• [Directions]
Repeat exactly, and only, the lines from the line containing "Where can the green" through the last line of the records below, including both.

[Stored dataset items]

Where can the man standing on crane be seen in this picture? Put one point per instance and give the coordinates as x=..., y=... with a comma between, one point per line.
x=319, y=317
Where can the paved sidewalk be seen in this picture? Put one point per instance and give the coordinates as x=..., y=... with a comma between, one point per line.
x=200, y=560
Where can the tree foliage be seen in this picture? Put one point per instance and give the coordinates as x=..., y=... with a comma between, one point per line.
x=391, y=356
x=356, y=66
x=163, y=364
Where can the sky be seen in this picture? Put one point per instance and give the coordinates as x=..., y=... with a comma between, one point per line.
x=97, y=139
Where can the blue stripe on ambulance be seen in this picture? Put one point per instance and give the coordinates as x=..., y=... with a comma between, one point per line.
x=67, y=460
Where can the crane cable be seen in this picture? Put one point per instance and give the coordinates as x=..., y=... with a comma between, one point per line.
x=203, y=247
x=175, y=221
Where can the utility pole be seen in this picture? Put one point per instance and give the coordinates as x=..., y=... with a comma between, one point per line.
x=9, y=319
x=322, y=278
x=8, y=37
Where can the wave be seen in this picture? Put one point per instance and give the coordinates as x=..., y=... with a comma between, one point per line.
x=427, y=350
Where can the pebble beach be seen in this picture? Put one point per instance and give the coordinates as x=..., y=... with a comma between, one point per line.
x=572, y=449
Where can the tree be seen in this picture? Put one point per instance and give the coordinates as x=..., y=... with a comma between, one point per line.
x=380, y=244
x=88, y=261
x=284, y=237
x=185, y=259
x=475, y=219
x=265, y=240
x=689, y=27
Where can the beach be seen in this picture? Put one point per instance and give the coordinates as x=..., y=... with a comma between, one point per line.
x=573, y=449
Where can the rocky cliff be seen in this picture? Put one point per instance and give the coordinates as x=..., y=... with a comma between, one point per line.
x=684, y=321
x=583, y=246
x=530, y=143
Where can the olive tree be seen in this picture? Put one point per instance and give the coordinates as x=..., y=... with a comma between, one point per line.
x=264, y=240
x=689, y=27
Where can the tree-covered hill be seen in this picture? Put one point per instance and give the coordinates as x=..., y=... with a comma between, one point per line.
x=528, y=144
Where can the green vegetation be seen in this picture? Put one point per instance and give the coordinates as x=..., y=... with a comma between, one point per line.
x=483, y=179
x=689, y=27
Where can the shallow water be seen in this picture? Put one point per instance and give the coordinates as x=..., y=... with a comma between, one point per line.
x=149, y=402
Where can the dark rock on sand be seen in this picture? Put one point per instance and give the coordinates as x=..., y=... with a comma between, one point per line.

• [Written response]
Where can the green vegetation be seen in this picture? Put one point per instance and give the coordinates as x=..., y=... with a comma between, one point per line.
x=483, y=179
x=689, y=27
Where can the shallow water be seen in this picture? Put one point per instance and give the coordinates as x=..., y=... with a comma between, one point per line.
x=149, y=402
Where can the dark rock on sand be seen in this picture? Put one point per instance and give the coordinates as x=..., y=... with a comma between, one point per line.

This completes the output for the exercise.